• _EXCERPT PROVIDED_
-- Start --

Council move to fire City Manager fails, but 30 day suspension passes

By Scott Hamilton

Nov. 17, 2021: The Sammamish City Council split Nov. 16 over whether to fire City Manager David Rudat or suspend him for 30 days without pay.

The motion by Council Member Tom Odell to notify Rudat, who was present and listening to the debate, that he would be fired for cause failed on a 2-5 vote. Council Member Pam Stuart supported Odell. Mayor Karen Moran, Deputy Mayor Christie Malchow, and Members Ken Gamblin, Kent Treen and Chris Ross opposed the move.

Ross then moved to suspend Rudat for 30 days without pay, after allowing Rudat to first respond to allegations of improprieties. Malchow seconded this motion. They were joined by Gamblin and Moran. Odell, Stuart and Treen opposed this motion.

Rudat has until Nov. 30 to respond before the suspension potentially is enacted.

Months of investigation

The actions come following months of investigation “To Evaluate Complaints or Charges brought against a Public Officer or Employee pursuant to RCW 42.30.110 (1)(f)” against Rudat. The probe was conducted by an outside attorney retained specifically for the investigation.

Moran, Gamblin and Treen voted months ago against launching the investigation. Sammamish Comment learned that Moran and Gamblin were concerned that the probe and any action that might result could have a detrimental effect on Moran’s campaign for a second term in the November 2 election. She won with 75% of the vote against a token opponent.

-- End --

• _SUPPLIED MATERIAL_
-- Start --

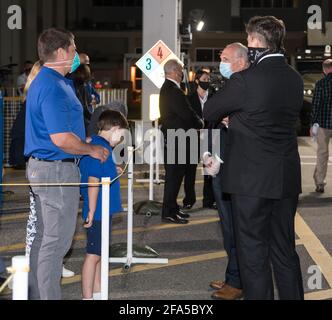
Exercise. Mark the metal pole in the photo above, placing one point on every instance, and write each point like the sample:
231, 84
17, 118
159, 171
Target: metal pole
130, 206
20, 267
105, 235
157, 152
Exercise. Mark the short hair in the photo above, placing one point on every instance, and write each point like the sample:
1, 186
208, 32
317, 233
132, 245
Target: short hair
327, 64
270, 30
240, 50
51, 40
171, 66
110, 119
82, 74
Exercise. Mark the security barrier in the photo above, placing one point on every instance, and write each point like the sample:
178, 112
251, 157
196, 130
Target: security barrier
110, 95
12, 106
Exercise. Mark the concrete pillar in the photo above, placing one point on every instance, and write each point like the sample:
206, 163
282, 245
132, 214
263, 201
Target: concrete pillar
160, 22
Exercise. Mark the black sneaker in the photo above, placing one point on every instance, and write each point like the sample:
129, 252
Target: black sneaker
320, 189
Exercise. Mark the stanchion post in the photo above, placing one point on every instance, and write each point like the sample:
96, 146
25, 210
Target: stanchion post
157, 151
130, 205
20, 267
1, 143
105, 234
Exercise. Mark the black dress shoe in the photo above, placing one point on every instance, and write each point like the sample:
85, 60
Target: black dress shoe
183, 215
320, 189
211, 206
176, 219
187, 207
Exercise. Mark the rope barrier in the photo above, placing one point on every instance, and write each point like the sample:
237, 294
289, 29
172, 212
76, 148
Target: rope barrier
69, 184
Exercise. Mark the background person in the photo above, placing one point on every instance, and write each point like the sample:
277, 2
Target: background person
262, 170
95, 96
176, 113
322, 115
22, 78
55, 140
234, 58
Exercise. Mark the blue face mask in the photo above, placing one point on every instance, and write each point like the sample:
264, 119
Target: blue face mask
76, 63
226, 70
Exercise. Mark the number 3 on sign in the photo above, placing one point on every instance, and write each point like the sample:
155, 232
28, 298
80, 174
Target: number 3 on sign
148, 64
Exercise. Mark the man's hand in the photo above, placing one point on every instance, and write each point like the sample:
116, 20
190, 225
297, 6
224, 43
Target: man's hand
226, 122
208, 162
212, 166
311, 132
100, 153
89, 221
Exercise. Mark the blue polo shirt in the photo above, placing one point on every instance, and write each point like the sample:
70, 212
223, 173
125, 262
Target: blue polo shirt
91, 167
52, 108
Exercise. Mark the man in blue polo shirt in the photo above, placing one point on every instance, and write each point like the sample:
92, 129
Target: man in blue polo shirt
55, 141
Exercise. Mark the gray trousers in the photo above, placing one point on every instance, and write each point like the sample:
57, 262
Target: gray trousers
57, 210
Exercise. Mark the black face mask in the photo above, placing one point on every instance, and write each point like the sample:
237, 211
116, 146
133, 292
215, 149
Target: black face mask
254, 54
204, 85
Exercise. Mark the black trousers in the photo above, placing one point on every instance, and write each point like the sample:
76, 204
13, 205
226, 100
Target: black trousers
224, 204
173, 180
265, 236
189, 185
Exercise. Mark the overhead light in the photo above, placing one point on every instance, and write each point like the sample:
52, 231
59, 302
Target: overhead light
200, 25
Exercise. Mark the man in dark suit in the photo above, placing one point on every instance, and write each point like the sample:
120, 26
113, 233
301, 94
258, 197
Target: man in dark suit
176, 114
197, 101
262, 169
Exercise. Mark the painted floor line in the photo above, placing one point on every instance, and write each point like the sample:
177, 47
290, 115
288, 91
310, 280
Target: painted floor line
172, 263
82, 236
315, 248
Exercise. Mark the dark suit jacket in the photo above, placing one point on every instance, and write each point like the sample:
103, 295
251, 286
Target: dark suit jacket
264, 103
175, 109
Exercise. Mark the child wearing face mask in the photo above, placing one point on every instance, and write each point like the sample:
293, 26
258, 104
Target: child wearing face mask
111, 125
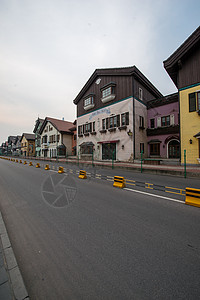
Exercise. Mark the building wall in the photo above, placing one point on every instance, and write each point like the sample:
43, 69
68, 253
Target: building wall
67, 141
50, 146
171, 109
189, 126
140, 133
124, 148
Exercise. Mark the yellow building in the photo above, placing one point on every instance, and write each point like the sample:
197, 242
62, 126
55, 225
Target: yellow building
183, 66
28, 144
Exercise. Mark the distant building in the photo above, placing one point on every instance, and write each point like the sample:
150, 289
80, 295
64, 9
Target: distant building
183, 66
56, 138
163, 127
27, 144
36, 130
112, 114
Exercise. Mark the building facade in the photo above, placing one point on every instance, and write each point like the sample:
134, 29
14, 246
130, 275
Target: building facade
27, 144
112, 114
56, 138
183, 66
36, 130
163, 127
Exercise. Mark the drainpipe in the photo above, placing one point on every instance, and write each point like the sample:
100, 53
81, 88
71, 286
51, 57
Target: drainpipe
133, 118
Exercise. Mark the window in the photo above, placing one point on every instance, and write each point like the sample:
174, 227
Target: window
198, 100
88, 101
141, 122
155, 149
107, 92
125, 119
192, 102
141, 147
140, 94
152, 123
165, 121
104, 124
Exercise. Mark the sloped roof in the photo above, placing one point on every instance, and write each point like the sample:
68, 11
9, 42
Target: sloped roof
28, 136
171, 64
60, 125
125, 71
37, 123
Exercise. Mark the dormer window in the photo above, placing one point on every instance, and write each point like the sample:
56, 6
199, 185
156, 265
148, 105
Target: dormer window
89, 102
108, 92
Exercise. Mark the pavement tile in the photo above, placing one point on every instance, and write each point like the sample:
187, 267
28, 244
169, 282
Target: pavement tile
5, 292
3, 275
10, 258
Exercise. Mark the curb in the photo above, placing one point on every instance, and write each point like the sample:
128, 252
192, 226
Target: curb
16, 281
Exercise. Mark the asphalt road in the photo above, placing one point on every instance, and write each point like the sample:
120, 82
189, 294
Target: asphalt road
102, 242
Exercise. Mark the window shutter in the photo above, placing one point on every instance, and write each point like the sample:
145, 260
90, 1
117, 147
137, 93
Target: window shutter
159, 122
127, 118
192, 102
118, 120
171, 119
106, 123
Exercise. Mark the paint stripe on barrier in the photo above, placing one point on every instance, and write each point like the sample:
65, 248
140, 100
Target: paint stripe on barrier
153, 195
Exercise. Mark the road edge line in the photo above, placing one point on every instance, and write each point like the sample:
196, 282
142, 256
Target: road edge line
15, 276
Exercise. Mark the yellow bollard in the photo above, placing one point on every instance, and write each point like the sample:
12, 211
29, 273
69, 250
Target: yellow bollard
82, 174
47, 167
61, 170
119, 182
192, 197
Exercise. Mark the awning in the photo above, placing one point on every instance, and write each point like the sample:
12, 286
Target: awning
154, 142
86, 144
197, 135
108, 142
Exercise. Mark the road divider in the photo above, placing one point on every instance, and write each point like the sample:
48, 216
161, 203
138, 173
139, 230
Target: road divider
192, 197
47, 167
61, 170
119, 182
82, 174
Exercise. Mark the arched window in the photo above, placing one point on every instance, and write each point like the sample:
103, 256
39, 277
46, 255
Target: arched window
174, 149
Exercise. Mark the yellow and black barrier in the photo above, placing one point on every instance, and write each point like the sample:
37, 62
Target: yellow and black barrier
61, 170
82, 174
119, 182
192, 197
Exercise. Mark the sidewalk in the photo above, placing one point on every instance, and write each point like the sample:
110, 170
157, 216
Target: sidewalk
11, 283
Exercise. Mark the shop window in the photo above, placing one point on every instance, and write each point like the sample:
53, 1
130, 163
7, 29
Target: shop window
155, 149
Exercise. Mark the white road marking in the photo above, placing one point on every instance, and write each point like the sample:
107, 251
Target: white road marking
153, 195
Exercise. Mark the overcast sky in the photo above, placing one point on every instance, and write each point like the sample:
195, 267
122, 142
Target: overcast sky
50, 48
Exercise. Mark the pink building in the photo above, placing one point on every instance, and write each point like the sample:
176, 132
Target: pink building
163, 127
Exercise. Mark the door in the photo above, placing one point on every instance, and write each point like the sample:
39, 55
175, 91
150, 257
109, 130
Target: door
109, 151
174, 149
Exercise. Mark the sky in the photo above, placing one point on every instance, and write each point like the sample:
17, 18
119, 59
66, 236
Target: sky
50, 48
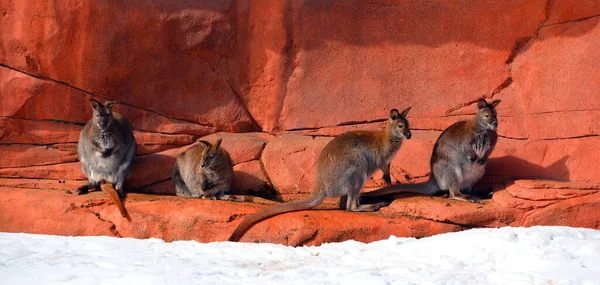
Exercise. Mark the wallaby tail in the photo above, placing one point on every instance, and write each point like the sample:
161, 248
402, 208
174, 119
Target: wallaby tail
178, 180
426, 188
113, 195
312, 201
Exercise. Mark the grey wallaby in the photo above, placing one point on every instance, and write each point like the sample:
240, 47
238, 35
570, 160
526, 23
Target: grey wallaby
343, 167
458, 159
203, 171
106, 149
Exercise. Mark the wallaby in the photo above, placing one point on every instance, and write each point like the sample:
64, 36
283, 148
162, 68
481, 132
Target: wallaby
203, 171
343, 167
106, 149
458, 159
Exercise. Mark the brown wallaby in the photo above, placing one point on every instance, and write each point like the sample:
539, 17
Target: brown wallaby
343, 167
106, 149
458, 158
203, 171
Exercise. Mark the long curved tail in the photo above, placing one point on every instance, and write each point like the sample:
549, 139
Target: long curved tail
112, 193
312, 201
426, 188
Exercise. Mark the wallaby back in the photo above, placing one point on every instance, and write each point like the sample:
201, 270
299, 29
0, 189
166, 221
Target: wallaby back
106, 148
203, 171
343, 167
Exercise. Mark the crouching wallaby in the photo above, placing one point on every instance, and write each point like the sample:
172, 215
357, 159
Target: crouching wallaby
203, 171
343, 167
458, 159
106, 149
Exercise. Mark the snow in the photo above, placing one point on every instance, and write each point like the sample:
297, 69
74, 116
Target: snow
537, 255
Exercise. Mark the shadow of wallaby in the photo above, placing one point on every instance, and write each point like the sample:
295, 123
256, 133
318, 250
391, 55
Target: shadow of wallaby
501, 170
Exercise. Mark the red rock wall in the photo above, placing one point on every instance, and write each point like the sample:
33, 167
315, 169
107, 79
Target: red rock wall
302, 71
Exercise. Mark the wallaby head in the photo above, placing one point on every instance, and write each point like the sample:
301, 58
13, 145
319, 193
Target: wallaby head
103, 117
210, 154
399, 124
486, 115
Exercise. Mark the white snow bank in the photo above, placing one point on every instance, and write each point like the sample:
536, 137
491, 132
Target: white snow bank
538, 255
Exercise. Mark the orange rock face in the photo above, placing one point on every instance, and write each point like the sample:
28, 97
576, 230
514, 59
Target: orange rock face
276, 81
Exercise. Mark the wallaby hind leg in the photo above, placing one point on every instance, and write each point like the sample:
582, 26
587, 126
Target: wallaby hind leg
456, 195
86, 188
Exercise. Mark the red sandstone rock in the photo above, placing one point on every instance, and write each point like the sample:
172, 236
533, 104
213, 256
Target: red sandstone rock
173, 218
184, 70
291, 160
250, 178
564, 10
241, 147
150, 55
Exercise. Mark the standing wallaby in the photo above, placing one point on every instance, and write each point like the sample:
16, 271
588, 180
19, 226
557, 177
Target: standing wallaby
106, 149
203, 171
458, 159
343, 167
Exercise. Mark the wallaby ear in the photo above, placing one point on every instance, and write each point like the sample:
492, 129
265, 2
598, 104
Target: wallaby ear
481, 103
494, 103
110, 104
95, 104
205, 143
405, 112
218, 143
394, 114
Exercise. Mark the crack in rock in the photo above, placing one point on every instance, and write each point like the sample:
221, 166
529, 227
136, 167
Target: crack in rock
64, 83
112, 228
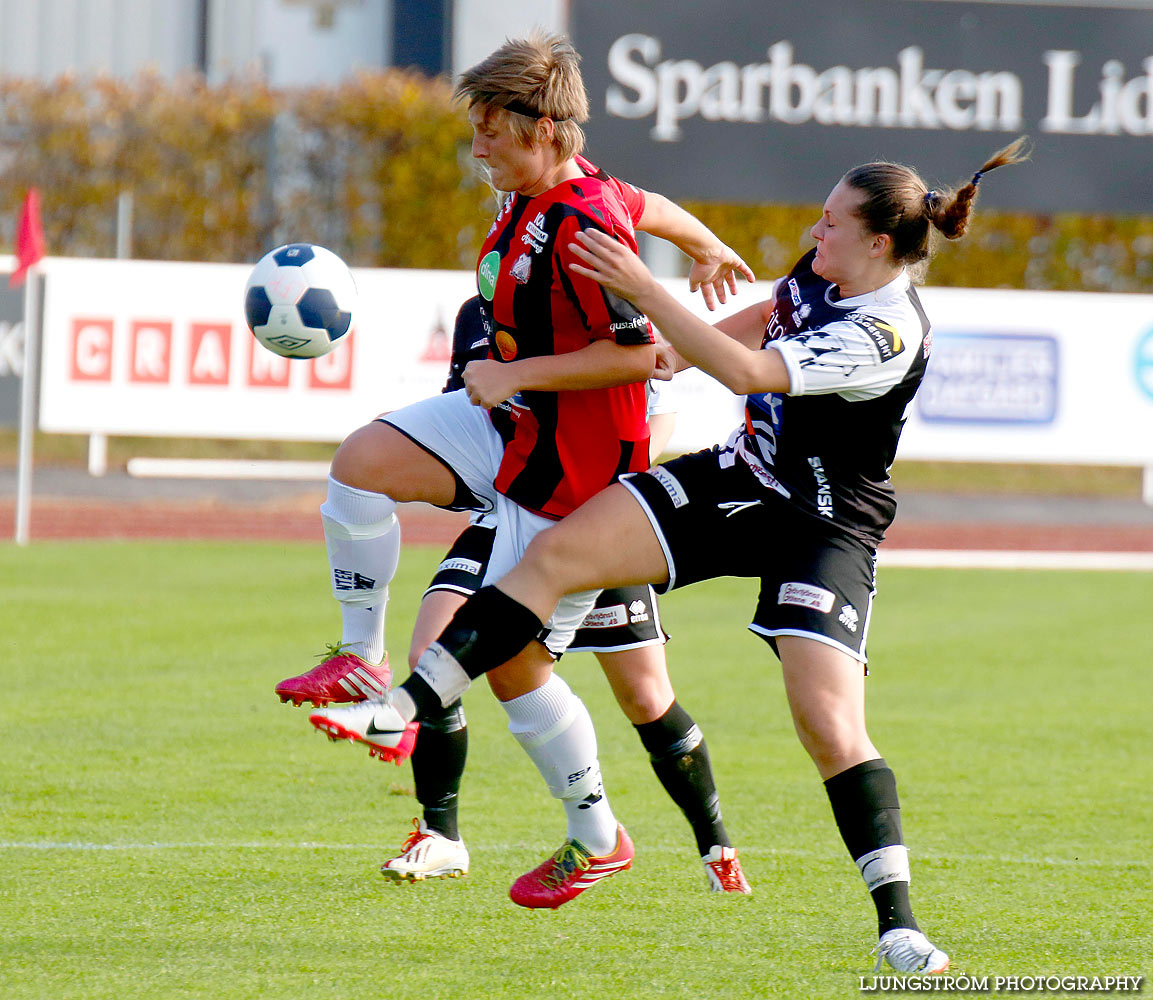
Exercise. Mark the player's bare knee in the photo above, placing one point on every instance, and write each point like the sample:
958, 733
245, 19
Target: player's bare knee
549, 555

-- End --

• _THINGS TO DO_
1. Will you reproduce, from the Sammamish council article, the stretch from "Nov. 17, 2021: The" through "opposed the move."?
2. In the Sammamish council article, which council members voted against Tom Odell's motion to fire Rudat?
3. Could you resume the article on the Sammamish City Manager vote from the point where it ends?
The rows can be set aside; nothing here depends on them.

• _ANSWER LIST_
1.
Nov. 17, 2021: The Sammamish City Council split Nov. 16 over whether to fire City Manager David Rudat or suspend him for 30 days without pay.

The motion by Council Member Tom Odell to notify Rudat, who was present and listening to the debate, that he would be fired for cause failed on a 2-5 vote. Council Member Pam Stuart supported Odell. Mayor Karen Moran, Deputy Mayor Christie Malchow, and Members Ken Gamblin, Kent Treen and Chris Ross opposed the move.

2. Mayor Karen Moran, Deputy Mayor Christie Malchow, Ken Gamblin, Kent Treen, and Chris Ross.

3.
The investigation falls under the Executive Session provisions of state law, in which the city council discusses personnel matters. The council has held multiple executive sessions before last night’s action. The discussions within the sessions are not public. But debate over the two motions hinted at what was behind the moves to fire or suspend Rudat.

The investigation involved people outside the city government and centered on alleged improprieties of Rudat.

The motion to fire

Odell moved to adopt a resolution to notify Rudat that he would be terminated for cause, following an opportunity allowing him to respond in 30 days. Stuart seconded.

“I make this motion because the city manager has failed to adequately protect sensitive information from disclosure and failed to follow code of conduct,” Odell said.

“I support this motion. We’ve been conducting this investigation for quite some time. There is a pattern of behavior. There is a failure to protect sensitive information. I have lost confidence” in Rudat.

Moran kept interrupting Stuart, charging her with “pontificating” and not making her point. Moran characterized Stuart’s comments as “opinion.” Stuart objected to Moran’s frequent interruptions and characterization of her comments as “opinion.” The independent legal investigation was based on factual findings that drove Stuart’s decision and rationale.

“There is a pattern of behavior,” Stuart said.

“I am not going to support the motion for termination,” Malchow said. She said the report did not specify whether failure to safeguard information was tacit. Malchow instead supported a reprimand.

Moran opposed firing as well. “It’s against the spirit of any contract we have with the city manager. It’s premature. What we have, we were just starting to look at it and requires an explanation.”

“We have facts,” Stuart replied. “We have facts that the city manager failed to safeguard information.” Rudat, she said, violated the code of conduct of the International City/County Management Association and of the city’s code of conduct. The facts, Stuart said, also pointed to the city manager not protecting himself from undue influence of “outside people,” whom she did not identify.

Gamblin said “The entire investigation got off on the wrong foot. There was not enough discussion with the city manager. The preponderance of evidence points to lapses in judgment. It doesn’t rise to the level of termination. I think it’s laughable.”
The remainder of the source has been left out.